(Examples of point labeling)

----

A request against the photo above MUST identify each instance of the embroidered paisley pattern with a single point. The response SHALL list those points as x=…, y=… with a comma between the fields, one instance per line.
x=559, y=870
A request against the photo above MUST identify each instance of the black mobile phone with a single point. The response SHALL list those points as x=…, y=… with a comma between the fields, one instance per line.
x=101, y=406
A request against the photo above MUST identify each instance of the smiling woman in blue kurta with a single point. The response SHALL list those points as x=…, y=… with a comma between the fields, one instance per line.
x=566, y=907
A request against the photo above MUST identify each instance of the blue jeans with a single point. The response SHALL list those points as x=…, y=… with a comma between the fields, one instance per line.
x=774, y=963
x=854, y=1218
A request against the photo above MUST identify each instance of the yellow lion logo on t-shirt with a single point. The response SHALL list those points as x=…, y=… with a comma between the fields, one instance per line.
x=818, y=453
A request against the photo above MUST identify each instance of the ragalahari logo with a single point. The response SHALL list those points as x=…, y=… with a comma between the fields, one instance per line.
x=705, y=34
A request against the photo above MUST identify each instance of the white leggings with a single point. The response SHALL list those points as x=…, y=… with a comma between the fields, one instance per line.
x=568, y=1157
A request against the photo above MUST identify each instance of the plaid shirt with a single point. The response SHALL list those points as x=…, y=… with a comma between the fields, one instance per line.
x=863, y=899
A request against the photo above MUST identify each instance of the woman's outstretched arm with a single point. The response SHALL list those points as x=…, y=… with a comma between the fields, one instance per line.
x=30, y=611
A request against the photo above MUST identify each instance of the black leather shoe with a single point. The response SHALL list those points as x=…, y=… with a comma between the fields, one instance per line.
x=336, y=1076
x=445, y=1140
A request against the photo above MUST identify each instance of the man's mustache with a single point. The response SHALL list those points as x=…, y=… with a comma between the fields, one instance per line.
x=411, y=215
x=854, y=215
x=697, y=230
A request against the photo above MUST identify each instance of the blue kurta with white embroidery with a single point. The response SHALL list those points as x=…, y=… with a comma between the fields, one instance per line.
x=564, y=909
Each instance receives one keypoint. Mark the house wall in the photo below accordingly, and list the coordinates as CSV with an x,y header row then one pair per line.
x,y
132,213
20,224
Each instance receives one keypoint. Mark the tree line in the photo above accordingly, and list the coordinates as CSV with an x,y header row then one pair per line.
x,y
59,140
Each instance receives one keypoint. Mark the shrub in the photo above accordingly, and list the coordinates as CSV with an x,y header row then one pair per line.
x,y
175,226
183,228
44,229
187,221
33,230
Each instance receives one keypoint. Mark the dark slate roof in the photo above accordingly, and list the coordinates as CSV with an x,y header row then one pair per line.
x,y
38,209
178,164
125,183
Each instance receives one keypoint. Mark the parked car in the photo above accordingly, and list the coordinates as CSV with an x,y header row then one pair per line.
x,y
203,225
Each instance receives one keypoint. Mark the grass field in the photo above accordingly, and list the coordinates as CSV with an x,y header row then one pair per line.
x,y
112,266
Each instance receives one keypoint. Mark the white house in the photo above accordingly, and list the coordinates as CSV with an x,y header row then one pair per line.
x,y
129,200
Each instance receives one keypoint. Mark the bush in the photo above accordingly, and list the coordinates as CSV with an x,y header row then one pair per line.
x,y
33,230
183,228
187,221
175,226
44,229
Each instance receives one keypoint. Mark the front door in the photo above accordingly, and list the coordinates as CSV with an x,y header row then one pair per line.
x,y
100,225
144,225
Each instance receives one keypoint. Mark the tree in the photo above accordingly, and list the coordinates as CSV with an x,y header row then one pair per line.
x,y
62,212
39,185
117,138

----

• YOUR OBJECTIVE:
Please copy out the lines above word for word, from the line containing "Each instance receives one keypoint. Mark the front" through the last line.

• EXERCISE RESPONSE:
Each instance receives one keypoint. Mark the front door in the photo above accordingly, and list the coordinates as CSV with an x,y header row then one pair per line.
x,y
100,225
144,225
Each instance receives one keypoint. Mark the tree in the photo above accordingly, and list the coordinates as CSV with an x,y header row then one pair per line.
x,y
62,212
39,185
117,138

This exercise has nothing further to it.